_Problem:_ Pull out every line in the records below that contains the string "horizon", treating uppercase and lowercase as different.

--

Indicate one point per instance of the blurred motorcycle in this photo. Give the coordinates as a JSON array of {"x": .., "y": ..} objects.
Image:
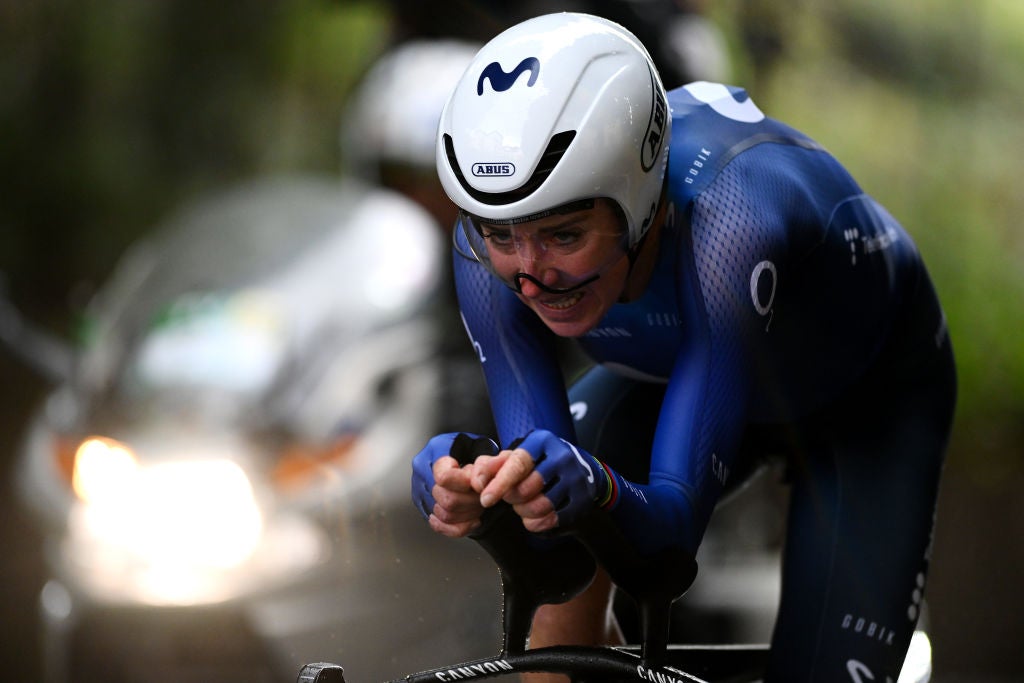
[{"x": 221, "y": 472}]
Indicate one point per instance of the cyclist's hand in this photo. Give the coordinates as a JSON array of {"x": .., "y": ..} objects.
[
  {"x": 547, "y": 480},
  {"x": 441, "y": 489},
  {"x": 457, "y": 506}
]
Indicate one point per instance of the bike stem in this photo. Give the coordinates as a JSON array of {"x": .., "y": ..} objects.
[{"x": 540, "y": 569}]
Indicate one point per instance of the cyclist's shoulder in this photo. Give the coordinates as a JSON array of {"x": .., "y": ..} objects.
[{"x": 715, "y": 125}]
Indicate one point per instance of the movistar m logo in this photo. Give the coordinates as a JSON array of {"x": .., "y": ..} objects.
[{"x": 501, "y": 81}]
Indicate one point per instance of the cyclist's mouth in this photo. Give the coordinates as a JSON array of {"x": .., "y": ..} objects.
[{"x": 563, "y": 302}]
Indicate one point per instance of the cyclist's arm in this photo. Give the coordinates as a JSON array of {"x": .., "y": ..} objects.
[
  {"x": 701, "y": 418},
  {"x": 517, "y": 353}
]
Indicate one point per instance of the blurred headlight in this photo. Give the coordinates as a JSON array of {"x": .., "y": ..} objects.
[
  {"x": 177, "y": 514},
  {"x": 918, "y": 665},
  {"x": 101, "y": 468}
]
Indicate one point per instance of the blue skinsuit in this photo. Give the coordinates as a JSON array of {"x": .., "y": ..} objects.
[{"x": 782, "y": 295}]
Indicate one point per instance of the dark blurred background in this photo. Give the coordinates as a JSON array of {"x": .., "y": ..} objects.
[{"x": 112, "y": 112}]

--

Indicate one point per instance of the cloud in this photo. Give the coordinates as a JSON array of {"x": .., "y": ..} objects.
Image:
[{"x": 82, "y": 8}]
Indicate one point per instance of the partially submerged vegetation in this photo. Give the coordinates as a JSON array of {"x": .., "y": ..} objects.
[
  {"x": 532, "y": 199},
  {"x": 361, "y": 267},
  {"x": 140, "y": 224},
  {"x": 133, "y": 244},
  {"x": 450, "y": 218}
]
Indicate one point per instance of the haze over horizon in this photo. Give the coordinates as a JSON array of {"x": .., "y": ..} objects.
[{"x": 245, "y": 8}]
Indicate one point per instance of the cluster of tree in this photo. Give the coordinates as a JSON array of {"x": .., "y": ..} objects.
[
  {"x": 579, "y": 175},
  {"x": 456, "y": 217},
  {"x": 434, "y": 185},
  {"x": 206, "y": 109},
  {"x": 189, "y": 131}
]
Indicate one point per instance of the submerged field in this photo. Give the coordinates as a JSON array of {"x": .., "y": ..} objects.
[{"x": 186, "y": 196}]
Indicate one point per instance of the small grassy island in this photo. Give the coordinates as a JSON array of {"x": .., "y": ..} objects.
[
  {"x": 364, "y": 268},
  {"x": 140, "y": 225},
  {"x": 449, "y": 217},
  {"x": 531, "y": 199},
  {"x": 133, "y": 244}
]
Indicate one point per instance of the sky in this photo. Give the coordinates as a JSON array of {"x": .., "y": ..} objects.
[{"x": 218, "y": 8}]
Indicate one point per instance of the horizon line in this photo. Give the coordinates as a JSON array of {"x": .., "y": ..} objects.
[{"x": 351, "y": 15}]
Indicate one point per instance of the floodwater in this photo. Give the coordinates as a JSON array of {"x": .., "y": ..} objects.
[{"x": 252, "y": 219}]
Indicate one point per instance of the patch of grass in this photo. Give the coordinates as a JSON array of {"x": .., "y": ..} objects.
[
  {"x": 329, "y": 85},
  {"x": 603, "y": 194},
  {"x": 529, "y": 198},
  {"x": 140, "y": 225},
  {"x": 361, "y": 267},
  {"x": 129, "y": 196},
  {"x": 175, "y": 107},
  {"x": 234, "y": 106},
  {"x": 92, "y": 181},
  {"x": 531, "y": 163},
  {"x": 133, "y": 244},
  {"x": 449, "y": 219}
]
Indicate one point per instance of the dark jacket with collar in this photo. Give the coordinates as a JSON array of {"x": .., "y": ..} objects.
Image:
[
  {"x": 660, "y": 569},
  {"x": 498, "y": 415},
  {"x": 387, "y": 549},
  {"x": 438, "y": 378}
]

--

_Result for this task:_
Indicate one point per instance of the haze over horizon in this photo. Give the coordinates as a JSON array of {"x": .., "y": ..} objects.
Indicate one point per instance of the horizon line in this photo. Give the coordinates as a JSON array of {"x": .., "y": ..} objects.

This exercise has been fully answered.